Edit the material below by changing every "provide" to "place". Leave all other text the same.

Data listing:

○ ○ ○

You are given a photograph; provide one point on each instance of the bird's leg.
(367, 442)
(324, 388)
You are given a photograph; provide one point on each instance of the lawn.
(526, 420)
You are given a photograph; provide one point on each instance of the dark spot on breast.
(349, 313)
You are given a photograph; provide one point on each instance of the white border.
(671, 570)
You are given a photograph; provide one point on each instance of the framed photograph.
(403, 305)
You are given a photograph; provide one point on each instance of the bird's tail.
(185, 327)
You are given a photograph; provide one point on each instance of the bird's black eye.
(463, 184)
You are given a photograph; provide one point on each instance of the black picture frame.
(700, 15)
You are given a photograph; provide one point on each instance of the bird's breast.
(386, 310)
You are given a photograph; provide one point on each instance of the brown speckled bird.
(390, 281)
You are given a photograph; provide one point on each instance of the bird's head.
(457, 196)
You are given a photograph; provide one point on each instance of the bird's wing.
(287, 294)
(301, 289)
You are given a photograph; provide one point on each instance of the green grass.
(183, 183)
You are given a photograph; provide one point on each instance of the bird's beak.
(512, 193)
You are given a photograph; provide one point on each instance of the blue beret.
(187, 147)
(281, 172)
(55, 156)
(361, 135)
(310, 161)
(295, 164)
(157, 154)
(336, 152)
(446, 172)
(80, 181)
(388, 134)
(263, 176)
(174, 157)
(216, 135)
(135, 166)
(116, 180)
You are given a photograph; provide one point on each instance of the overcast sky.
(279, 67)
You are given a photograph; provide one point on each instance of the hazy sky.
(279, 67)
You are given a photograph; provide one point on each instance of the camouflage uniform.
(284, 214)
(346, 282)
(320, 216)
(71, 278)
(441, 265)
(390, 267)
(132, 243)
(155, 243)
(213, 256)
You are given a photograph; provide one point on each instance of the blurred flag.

○ ○ ○

### THE REPLY
You are given a photograph; place one point on each instance of the bird's leg.
(367, 442)
(324, 388)
You are given a photograph; place one point on each instance of the lawn.
(526, 420)
You are given a photograph; place one point on each instance of the dark spot on breast.
(349, 313)
You are given a photograph; place one point on each instance of the white border.
(671, 570)
You are given a photograph; place one point on each instance of the framed photograph.
(403, 305)
You are given a photograph; place one point on each instance of the bird's tail.
(185, 327)
You are given a photograph; place one point on each instance of the bird's black eye.
(463, 184)
You are given a photograph; place one point on each instance of the black picture frame.
(700, 15)
You are given a photograph; place one point on each instance of the bird's breast.
(386, 310)
You are given a photograph; place one point on each instance of the brown speckled bird.
(390, 281)
You are given a photograph; place one point on each instance of the bird's head.
(457, 196)
You are given a photograph; place one point on each instance of the bird's wing.
(287, 294)
(301, 289)
You are given a photograph; place one point on each instance of the green grass.
(183, 183)
You are given a photograph; place one point on each instance of the bird's beak.
(512, 193)
You are given a photograph; place one point on each instance of the blue beret.
(187, 147)
(281, 172)
(55, 156)
(361, 135)
(310, 161)
(295, 164)
(157, 154)
(336, 152)
(446, 172)
(80, 181)
(388, 134)
(263, 176)
(174, 157)
(216, 135)
(135, 166)
(116, 180)
You are given a photograph; place one point on each instance of the overcast sky.
(279, 67)
You are given a photograph; place one point on each instance of the hazy sky.
(279, 67)
You are given a photograph; place one point on each instance of the camouflage uniform.
(284, 214)
(346, 282)
(320, 216)
(71, 278)
(441, 265)
(390, 267)
(132, 243)
(155, 243)
(213, 256)
You are given a photograph; place one point on each instance of the blurred flag.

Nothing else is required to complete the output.